**Required action:** Every entry should be given again exactly, with nothing dropped.

==========

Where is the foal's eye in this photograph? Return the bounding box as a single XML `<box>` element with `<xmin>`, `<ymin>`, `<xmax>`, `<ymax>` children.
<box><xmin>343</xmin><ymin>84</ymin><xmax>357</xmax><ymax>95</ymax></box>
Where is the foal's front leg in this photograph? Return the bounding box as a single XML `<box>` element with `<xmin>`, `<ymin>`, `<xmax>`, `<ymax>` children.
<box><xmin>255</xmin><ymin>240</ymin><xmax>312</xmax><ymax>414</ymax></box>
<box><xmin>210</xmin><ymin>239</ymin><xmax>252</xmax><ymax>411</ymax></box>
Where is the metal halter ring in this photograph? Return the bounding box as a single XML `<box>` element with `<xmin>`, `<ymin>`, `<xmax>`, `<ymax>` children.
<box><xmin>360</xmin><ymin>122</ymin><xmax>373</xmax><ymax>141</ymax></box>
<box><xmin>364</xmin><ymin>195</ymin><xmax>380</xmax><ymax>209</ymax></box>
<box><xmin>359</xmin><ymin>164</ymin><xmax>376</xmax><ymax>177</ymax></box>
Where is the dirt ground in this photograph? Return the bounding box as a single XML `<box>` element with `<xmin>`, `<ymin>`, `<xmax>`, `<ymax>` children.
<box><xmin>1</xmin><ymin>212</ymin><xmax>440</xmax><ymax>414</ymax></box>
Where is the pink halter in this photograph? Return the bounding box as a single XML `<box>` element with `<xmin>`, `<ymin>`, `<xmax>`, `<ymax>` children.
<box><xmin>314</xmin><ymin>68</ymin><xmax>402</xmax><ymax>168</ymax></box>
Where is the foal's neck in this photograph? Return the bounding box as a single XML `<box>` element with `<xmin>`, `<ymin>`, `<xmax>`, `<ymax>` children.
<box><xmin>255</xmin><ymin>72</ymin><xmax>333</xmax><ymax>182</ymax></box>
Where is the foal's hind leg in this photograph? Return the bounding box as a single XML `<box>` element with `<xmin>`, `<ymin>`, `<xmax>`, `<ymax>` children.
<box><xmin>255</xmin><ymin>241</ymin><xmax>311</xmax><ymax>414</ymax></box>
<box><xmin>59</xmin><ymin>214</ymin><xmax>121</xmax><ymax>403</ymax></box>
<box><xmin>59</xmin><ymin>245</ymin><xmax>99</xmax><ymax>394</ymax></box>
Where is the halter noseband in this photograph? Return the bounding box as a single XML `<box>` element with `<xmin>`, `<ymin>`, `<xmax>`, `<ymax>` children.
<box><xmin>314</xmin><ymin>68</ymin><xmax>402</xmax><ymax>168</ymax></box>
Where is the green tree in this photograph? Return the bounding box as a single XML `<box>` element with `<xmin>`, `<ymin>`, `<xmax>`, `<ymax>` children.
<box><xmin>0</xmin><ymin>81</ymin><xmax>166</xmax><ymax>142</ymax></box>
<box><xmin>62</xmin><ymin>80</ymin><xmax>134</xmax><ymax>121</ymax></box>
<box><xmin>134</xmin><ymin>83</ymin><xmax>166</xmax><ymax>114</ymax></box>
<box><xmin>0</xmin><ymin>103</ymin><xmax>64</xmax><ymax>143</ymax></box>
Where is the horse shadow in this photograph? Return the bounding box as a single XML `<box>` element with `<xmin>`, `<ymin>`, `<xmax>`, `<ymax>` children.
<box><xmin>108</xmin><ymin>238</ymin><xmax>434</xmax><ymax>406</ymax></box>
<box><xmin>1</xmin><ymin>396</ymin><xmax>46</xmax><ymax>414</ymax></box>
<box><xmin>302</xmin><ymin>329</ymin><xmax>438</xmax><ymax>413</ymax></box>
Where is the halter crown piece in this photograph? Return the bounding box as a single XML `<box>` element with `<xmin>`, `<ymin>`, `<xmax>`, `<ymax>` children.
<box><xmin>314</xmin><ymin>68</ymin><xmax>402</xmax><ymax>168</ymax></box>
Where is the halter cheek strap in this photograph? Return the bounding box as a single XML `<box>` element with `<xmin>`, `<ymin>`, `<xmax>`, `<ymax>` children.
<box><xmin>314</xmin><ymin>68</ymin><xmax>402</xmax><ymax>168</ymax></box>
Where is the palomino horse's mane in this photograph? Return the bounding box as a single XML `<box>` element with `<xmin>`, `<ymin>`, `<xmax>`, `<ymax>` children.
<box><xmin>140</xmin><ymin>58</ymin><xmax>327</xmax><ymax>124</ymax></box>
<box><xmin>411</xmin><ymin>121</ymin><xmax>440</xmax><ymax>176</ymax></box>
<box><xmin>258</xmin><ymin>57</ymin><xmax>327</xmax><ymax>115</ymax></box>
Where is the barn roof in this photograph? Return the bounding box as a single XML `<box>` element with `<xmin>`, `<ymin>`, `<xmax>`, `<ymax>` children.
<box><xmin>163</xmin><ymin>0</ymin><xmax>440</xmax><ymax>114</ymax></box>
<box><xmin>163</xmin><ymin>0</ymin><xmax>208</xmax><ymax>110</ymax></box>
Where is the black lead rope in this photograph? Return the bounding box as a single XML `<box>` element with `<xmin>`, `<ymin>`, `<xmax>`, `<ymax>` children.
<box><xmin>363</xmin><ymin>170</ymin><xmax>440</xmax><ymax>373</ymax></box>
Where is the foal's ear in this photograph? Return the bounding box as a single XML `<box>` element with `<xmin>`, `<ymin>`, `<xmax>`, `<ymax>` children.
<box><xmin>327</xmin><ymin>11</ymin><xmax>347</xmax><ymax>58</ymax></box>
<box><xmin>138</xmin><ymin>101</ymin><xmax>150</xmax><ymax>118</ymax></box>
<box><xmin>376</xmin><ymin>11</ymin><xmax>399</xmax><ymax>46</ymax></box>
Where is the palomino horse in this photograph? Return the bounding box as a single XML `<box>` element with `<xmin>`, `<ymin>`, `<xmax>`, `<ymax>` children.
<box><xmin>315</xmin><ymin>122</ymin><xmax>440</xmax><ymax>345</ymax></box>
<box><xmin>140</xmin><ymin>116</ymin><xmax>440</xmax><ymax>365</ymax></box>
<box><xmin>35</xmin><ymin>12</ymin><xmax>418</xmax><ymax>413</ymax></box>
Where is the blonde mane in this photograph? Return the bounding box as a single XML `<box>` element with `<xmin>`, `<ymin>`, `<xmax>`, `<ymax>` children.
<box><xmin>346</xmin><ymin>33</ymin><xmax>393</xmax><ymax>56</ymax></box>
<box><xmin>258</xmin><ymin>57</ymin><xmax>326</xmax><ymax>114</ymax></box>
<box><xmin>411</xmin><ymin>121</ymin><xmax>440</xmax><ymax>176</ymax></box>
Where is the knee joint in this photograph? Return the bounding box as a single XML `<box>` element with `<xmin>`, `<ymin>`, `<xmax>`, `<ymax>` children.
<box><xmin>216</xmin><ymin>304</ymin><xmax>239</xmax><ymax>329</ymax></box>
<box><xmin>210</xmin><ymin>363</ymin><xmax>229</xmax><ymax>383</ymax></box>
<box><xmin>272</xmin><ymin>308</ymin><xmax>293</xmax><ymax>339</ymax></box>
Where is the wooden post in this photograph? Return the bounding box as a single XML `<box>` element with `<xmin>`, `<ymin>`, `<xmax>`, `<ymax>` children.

==========

**The answer:**
Where is the foal's eye in this photograph? Return the bounding box as a single XML `<box>` element with `<xmin>`, `<ymin>`, `<xmax>`, `<ymax>` children.
<box><xmin>343</xmin><ymin>84</ymin><xmax>357</xmax><ymax>95</ymax></box>
Where is the foal's front leg in this photograph? Return the bounding box as a single XML `<box>` element with `<xmin>`, `<ymin>`, `<xmax>`, `<ymax>` children.
<box><xmin>255</xmin><ymin>240</ymin><xmax>312</xmax><ymax>414</ymax></box>
<box><xmin>210</xmin><ymin>239</ymin><xmax>252</xmax><ymax>411</ymax></box>
Where is the metal halter ring in this photograph? Return the bounding box as a single XML `<box>` element with `<xmin>`, `<ymin>`, `<xmax>`, `<ymax>` children.
<box><xmin>360</xmin><ymin>122</ymin><xmax>373</xmax><ymax>141</ymax></box>
<box><xmin>364</xmin><ymin>195</ymin><xmax>380</xmax><ymax>209</ymax></box>
<box><xmin>359</xmin><ymin>164</ymin><xmax>376</xmax><ymax>177</ymax></box>
Where is the dirt ground in this photograph? Return the bounding box as a single XML `<box>` element with `<xmin>`, `<ymin>`, `<xmax>`, `<ymax>` children.
<box><xmin>1</xmin><ymin>212</ymin><xmax>440</xmax><ymax>414</ymax></box>
Where is the pink halter in this photograph? Return the bounding box as a single XML `<box>` element with `<xmin>`, `<ymin>`, `<xmax>`, `<ymax>` children.
<box><xmin>314</xmin><ymin>68</ymin><xmax>402</xmax><ymax>168</ymax></box>
Where is the foal's neck in this photograph? Return the bounding box as a single XML `<box>` element with `<xmin>`, `<ymin>`, `<xmax>`, `<ymax>` children.
<box><xmin>255</xmin><ymin>72</ymin><xmax>333</xmax><ymax>182</ymax></box>
Where is the foal's hind leg in this photograph? Return the bounding box as a single XML `<box>` element with `<xmin>`, `<ymin>`, `<xmax>`, `<ymax>` children.
<box><xmin>255</xmin><ymin>241</ymin><xmax>311</xmax><ymax>414</ymax></box>
<box><xmin>59</xmin><ymin>214</ymin><xmax>121</xmax><ymax>403</ymax></box>
<box><xmin>59</xmin><ymin>245</ymin><xmax>99</xmax><ymax>394</ymax></box>
Where is the halter noseband in this photograph? Return the bounding box as a single XML `<box>` element with `<xmin>`, `<ymin>`, `<xmax>`, `<ymax>` children.
<box><xmin>314</xmin><ymin>68</ymin><xmax>402</xmax><ymax>168</ymax></box>
Where is the green tree in this photograph? Return the bounding box as a single XML `<box>` element with `<xmin>`, `<ymin>`, `<xmax>`, `<ymax>` children.
<box><xmin>0</xmin><ymin>81</ymin><xmax>166</xmax><ymax>142</ymax></box>
<box><xmin>62</xmin><ymin>80</ymin><xmax>134</xmax><ymax>121</ymax></box>
<box><xmin>134</xmin><ymin>83</ymin><xmax>166</xmax><ymax>114</ymax></box>
<box><xmin>0</xmin><ymin>103</ymin><xmax>64</xmax><ymax>143</ymax></box>
Where is the horse shadow in this photograph? Return the bounding box as a single XML `<box>` element with `<xmin>`, `<ymin>`, `<xmax>`, `<ymax>` children.
<box><xmin>108</xmin><ymin>238</ymin><xmax>434</xmax><ymax>406</ymax></box>
<box><xmin>1</xmin><ymin>396</ymin><xmax>46</xmax><ymax>414</ymax></box>
<box><xmin>302</xmin><ymin>329</ymin><xmax>438</xmax><ymax>413</ymax></box>
Where is the halter crown piece in this photograph? Return the bounding box as a single XML `<box>` element with `<xmin>`, `<ymin>`, `<xmax>`, `<ymax>` children.
<box><xmin>314</xmin><ymin>68</ymin><xmax>402</xmax><ymax>168</ymax></box>
Where is the halter cheek strap in this photograph? Return the bounding box as a single XML `<box>` element with `<xmin>`, `<ymin>`, `<xmax>`, `<ymax>` children.
<box><xmin>314</xmin><ymin>68</ymin><xmax>402</xmax><ymax>168</ymax></box>
Where is the palomino horse's mane in this photograph? Return the bounding box as a single XML `<box>` element with `<xmin>`, `<ymin>`, `<xmax>`, `<ymax>` children.
<box><xmin>140</xmin><ymin>58</ymin><xmax>327</xmax><ymax>124</ymax></box>
<box><xmin>411</xmin><ymin>121</ymin><xmax>440</xmax><ymax>176</ymax></box>
<box><xmin>258</xmin><ymin>57</ymin><xmax>327</xmax><ymax>115</ymax></box>
Where is the barn roof in this photograph? Return the bounding box as a single XML `<box>` element with `<xmin>`, `<ymin>`, `<xmax>`, `<ymax>` children.
<box><xmin>163</xmin><ymin>0</ymin><xmax>440</xmax><ymax>114</ymax></box>
<box><xmin>163</xmin><ymin>0</ymin><xmax>208</xmax><ymax>110</ymax></box>
Where is the black lead rope in this photograph? Return the bounding box as a single XML `<box>` element with `<xmin>`, `<ymin>`, `<xmax>`, `<ymax>` children.
<box><xmin>363</xmin><ymin>170</ymin><xmax>440</xmax><ymax>373</ymax></box>
Where is the foal's ear in this photograph? Return the bounding box as a single XML `<box>` element with `<xmin>`, `<ymin>`, `<xmax>`, `<ymax>` children.
<box><xmin>327</xmin><ymin>11</ymin><xmax>347</xmax><ymax>58</ymax></box>
<box><xmin>138</xmin><ymin>101</ymin><xmax>150</xmax><ymax>118</ymax></box>
<box><xmin>376</xmin><ymin>11</ymin><xmax>399</xmax><ymax>46</ymax></box>
Where is the palomino horse in this photograph? Return the bounding box as a single XML `<box>` element with `<xmin>`, `<ymin>`, `<xmax>`, `<ymax>` children.
<box><xmin>315</xmin><ymin>122</ymin><xmax>440</xmax><ymax>345</ymax></box>
<box><xmin>140</xmin><ymin>116</ymin><xmax>440</xmax><ymax>365</ymax></box>
<box><xmin>35</xmin><ymin>12</ymin><xmax>418</xmax><ymax>413</ymax></box>
Where is the blonde mane in this photograph? Return the bounding box as a single XML `<box>` element with `<xmin>`, `<ymin>`, `<xmax>`, `<ymax>` children.
<box><xmin>346</xmin><ymin>33</ymin><xmax>393</xmax><ymax>56</ymax></box>
<box><xmin>258</xmin><ymin>57</ymin><xmax>326</xmax><ymax>114</ymax></box>
<box><xmin>411</xmin><ymin>121</ymin><xmax>440</xmax><ymax>176</ymax></box>
Where is the knee joint in this photograph? Return the bounding box as a single XML `<box>` element with `<xmin>`, `<ymin>`, `<xmax>`, `<ymax>` children.
<box><xmin>216</xmin><ymin>304</ymin><xmax>239</xmax><ymax>329</ymax></box>
<box><xmin>210</xmin><ymin>363</ymin><xmax>229</xmax><ymax>383</ymax></box>
<box><xmin>272</xmin><ymin>308</ymin><xmax>293</xmax><ymax>339</ymax></box>
Where is the wooden post in this photograph? Return the bounding box as a single XML `<box>` element with `<xmin>`, `<ymin>`, `<xmax>`, `<ymax>` children.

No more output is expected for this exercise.